__Stated exercise__. Update the lines below by swapping "even-odd" for "nonzero" everywhere it appears, and leave everything else unchanged.

__Records for the task__.
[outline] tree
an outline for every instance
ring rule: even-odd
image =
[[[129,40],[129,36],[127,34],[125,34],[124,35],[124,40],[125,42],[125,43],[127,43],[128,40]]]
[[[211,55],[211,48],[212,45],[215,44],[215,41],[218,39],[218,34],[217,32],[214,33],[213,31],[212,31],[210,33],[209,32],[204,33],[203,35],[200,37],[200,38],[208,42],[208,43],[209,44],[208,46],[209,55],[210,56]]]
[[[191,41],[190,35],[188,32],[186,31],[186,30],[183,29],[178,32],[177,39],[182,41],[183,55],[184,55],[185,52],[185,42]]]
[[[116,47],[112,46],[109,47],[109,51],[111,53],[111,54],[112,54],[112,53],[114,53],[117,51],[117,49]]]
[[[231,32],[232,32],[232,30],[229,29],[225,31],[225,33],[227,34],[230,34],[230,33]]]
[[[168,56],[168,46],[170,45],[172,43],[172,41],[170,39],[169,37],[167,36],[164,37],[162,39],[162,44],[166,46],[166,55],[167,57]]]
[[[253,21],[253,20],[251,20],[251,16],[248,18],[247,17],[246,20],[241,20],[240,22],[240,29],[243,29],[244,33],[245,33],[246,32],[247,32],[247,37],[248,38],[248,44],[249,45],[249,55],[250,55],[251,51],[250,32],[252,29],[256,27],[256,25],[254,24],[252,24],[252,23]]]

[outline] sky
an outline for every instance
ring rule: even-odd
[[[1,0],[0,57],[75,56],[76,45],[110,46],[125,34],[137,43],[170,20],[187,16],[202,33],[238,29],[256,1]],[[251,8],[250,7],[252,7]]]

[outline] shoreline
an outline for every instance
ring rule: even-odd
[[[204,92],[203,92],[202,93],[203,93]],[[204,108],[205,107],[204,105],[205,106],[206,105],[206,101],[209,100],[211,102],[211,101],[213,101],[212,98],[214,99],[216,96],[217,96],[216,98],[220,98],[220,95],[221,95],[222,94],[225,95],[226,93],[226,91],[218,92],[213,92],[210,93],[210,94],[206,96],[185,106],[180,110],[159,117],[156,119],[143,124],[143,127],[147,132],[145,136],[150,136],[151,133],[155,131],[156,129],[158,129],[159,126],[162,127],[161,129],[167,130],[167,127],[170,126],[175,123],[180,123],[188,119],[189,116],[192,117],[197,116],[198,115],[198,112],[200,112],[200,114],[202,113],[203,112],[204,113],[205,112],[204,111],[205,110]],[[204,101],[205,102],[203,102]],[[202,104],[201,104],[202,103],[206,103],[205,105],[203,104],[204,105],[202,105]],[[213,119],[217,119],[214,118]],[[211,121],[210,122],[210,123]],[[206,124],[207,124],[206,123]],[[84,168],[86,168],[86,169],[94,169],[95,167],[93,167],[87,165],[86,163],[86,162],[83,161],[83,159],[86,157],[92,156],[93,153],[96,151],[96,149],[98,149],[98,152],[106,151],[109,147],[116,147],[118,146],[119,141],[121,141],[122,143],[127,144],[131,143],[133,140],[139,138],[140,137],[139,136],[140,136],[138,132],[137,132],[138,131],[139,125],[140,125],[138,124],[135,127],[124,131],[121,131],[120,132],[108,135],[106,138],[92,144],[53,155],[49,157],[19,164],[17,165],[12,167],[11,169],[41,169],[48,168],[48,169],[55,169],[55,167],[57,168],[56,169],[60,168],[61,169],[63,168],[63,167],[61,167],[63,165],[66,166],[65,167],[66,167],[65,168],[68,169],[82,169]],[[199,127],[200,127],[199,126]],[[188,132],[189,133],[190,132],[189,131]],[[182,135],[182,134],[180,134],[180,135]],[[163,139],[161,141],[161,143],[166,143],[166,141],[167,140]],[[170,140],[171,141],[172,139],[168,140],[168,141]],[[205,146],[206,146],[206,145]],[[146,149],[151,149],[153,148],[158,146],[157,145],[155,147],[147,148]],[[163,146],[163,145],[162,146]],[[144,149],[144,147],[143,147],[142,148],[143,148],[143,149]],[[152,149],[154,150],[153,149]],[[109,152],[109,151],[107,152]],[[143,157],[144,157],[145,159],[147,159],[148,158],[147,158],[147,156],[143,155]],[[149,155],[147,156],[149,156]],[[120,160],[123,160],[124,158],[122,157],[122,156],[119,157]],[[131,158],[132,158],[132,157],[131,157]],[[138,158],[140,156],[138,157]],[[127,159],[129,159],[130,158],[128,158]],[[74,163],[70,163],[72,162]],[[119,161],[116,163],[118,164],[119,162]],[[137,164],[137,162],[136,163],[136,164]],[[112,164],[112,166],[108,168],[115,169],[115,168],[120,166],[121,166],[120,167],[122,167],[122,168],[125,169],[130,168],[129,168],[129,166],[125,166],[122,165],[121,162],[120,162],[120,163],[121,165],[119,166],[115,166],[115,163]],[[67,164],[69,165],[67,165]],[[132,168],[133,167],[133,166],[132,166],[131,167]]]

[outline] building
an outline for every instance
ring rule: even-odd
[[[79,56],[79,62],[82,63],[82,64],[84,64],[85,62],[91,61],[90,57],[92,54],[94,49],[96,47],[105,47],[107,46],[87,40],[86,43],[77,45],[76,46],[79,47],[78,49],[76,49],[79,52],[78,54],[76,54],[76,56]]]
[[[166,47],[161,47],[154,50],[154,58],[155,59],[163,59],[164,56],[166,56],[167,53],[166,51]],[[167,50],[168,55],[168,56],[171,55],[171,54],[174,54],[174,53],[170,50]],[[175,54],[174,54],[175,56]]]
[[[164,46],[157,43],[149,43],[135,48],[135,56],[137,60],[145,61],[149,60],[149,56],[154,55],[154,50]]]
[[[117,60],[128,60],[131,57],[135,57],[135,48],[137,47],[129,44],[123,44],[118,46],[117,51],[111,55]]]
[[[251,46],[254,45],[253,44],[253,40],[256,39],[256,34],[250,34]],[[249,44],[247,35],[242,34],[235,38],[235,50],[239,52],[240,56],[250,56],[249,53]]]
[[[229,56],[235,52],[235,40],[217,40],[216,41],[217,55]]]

__Worked solution__.
[outline] tree
an outline for every instance
ring rule: nonzero
image =
[[[129,40],[129,36],[127,34],[125,34],[124,35],[124,40],[125,42],[125,43],[127,43],[128,40]]]
[[[211,55],[211,48],[212,45],[215,44],[215,41],[218,39],[218,34],[217,32],[214,33],[213,31],[212,31],[210,33],[209,32],[204,33],[203,35],[200,37],[200,38],[208,42],[208,43],[209,44],[208,46],[209,55],[210,56]]]
[[[191,41],[190,35],[188,32],[186,31],[186,30],[183,29],[178,32],[177,39],[182,41],[183,55],[184,55],[185,52],[185,42]]]
[[[116,47],[112,46],[109,47],[109,51],[111,53],[111,54],[112,54],[112,53],[114,53],[117,51],[117,49]]]
[[[231,32],[232,32],[232,30],[229,29],[225,31],[225,33],[227,34],[230,34],[230,33]]]
[[[168,56],[168,46],[170,45],[172,43],[172,41],[170,39],[169,37],[167,36],[164,37],[162,39],[162,44],[166,46],[166,55],[167,57]]]
[[[253,21],[253,20],[251,20],[251,16],[248,18],[247,17],[246,20],[241,20],[240,22],[240,29],[243,29],[244,33],[245,33],[246,32],[247,32],[247,37],[248,38],[248,44],[249,45],[249,55],[250,55],[251,51],[250,32],[252,29],[256,27],[256,25],[254,24],[252,24],[252,23]]]

[outline] sky
an outline for every instance
ring rule: nonzero
[[[1,0],[0,57],[75,56],[76,45],[110,46],[125,34],[137,43],[170,20],[187,16],[202,33],[238,29],[256,1]],[[251,8],[250,7],[252,7]]]

[outline] shoreline
an outline for every instance
ring rule: nonzero
[[[204,92],[203,92],[202,93],[203,93]],[[204,108],[205,107],[204,105],[205,106],[206,105],[206,101],[209,100],[211,102],[211,101],[213,101],[212,98],[214,99],[216,96],[217,96],[216,98],[220,98],[220,95],[221,95],[222,94],[225,95],[226,93],[226,91],[218,92],[213,92],[210,93],[210,94],[206,96],[185,106],[180,110],[159,117],[156,119],[143,124],[143,127],[147,132],[145,136],[150,136],[151,133],[155,131],[156,129],[158,129],[159,126],[162,127],[161,129],[167,130],[167,127],[170,126],[175,123],[180,123],[188,119],[189,116],[192,117],[197,116],[198,115],[198,112],[200,112],[200,114],[202,113],[203,112],[204,113],[205,112],[204,111],[205,110]],[[204,101],[205,102],[203,102]],[[202,104],[201,104],[202,103],[206,103],[205,105],[203,104],[204,105],[202,105]],[[213,119],[217,119],[214,118]],[[211,121],[210,122],[210,123]],[[206,124],[207,124],[206,123]],[[84,168],[86,168],[86,169],[94,169],[95,167],[93,167],[87,165],[86,163],[86,162],[83,161],[83,159],[86,157],[92,156],[93,153],[96,151],[96,149],[98,149],[98,152],[106,151],[109,147],[116,147],[118,146],[119,141],[121,141],[122,143],[127,144],[131,143],[133,140],[139,138],[140,137],[139,136],[140,136],[138,132],[137,132],[138,131],[139,125],[140,125],[138,124],[135,127],[124,131],[121,131],[120,132],[108,135],[106,138],[92,144],[53,155],[49,157],[19,164],[17,165],[12,167],[11,169],[41,169],[48,168],[48,169],[55,169],[55,167],[57,168],[56,169],[60,168],[61,169],[63,168],[63,167],[61,167],[63,165],[66,166],[65,167],[66,167],[65,168],[68,169],[82,169]],[[199,127],[200,127],[199,126]],[[188,132],[189,133],[190,132],[189,131]],[[182,135],[182,134],[180,134],[180,135]],[[163,139],[161,141],[161,143],[166,143],[166,141],[167,140]],[[170,140],[171,141],[172,139],[168,140],[168,141]],[[205,146],[206,146],[206,145]],[[146,149],[151,149],[153,148],[158,146],[157,145],[155,147],[147,148]],[[163,146],[163,145],[162,146]],[[144,149],[144,147],[143,147],[142,148],[143,148],[143,149]],[[152,149],[154,150],[153,149]],[[109,152],[109,151],[107,152]],[[143,157],[144,157],[145,159],[147,159],[148,158],[147,158],[147,156],[143,155]],[[149,155],[147,156],[149,156]],[[120,160],[123,160],[124,158],[122,157],[122,156],[119,157]],[[131,158],[132,158],[132,157],[131,157]],[[138,158],[140,156],[138,157]],[[127,159],[129,159],[130,158],[128,158]],[[74,163],[70,163],[72,162]],[[119,161],[116,163],[118,164],[119,162]],[[137,164],[137,162],[136,163],[136,164]],[[112,164],[112,166],[108,168],[115,169],[115,168],[120,166],[121,166],[120,167],[122,167],[122,168],[125,169],[130,168],[129,168],[129,166],[125,166],[122,165],[121,162],[120,162],[120,163],[121,165],[119,166],[115,166],[115,163]],[[67,164],[69,165],[67,165]],[[132,168],[133,167],[133,166],[132,166],[131,167]]]

[outline] building
an outline for every instance
ring rule: nonzero
[[[79,56],[79,62],[82,63],[82,64],[84,64],[85,62],[91,61],[90,57],[92,54],[94,49],[96,47],[105,47],[107,46],[87,40],[86,43],[77,45],[76,46],[79,47],[78,49],[76,49],[79,52],[78,54],[76,54],[76,56]]]
[[[166,47],[161,47],[154,50],[154,58],[155,59],[163,59],[164,56],[166,56],[167,53],[166,51]],[[167,50],[168,55],[168,56],[171,55],[171,54],[174,54],[174,53],[170,50]],[[175,54],[174,54],[175,56]]]
[[[164,46],[157,43],[149,43],[135,48],[135,56],[137,60],[145,61],[149,60],[149,56],[154,55],[154,50]]]
[[[117,60],[128,60],[131,57],[135,57],[135,48],[137,47],[129,44],[123,44],[118,46],[117,51],[111,55]]]
[[[251,46],[254,45],[253,44],[253,40],[256,39],[256,34],[250,34]],[[249,44],[247,35],[242,34],[235,38],[235,50],[239,52],[240,56],[250,56],[249,53]]]
[[[229,56],[235,52],[235,40],[217,40],[216,41],[217,55]]]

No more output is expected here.